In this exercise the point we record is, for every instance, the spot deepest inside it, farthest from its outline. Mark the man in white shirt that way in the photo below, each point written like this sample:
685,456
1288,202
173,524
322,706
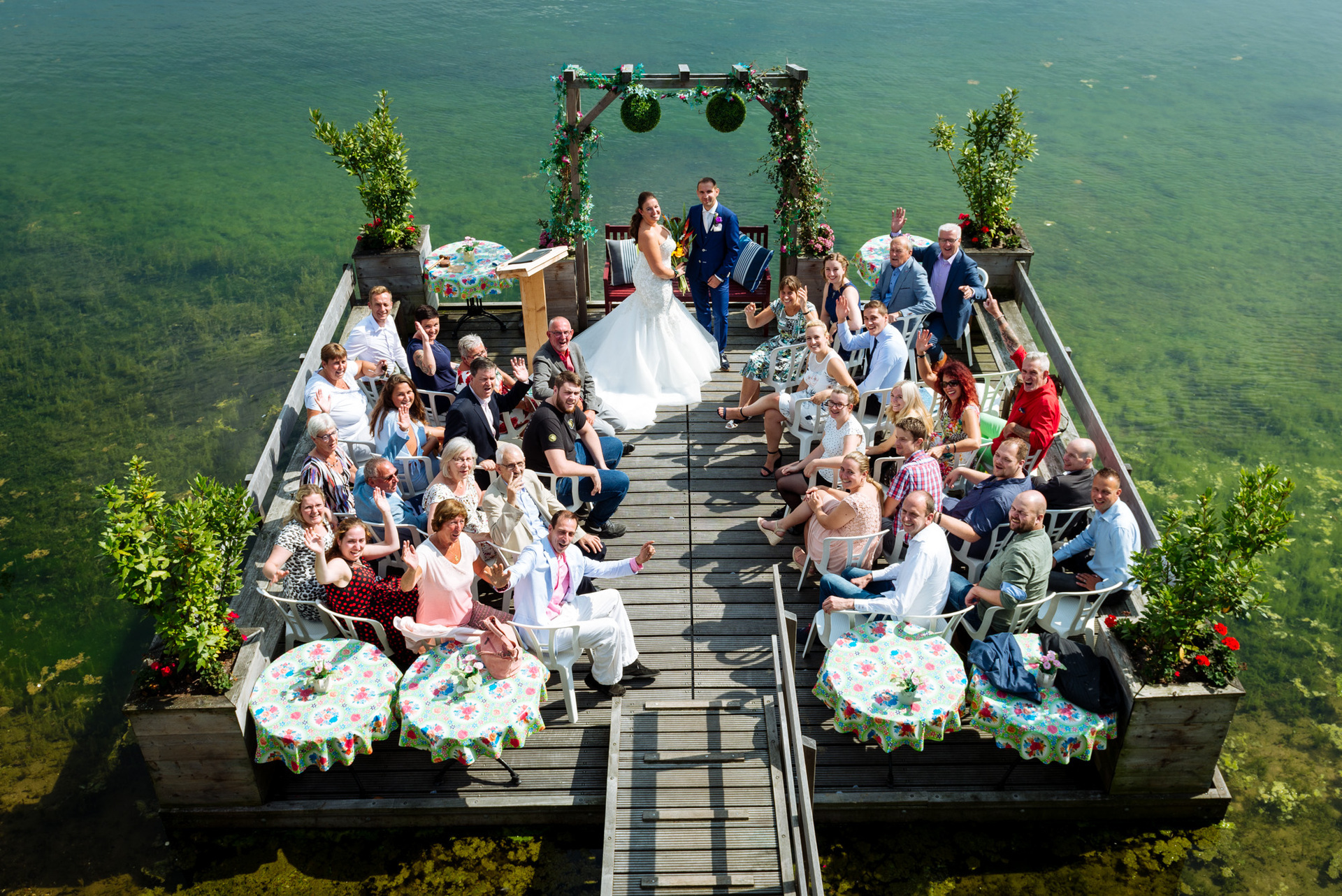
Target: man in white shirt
375,337
920,582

## TASK OBJECTIVE:
Once the pictures are removed, output the remaining material exactly.

## RESPONSE:
In this exercise the point we record is, for every instance, the spot deepest inside it, farthest from its outline. Mark the man in white shirt that way in the photo below, each point written like this sample:
685,456
1288,202
173,524
322,706
Target: man in white shirt
375,337
920,582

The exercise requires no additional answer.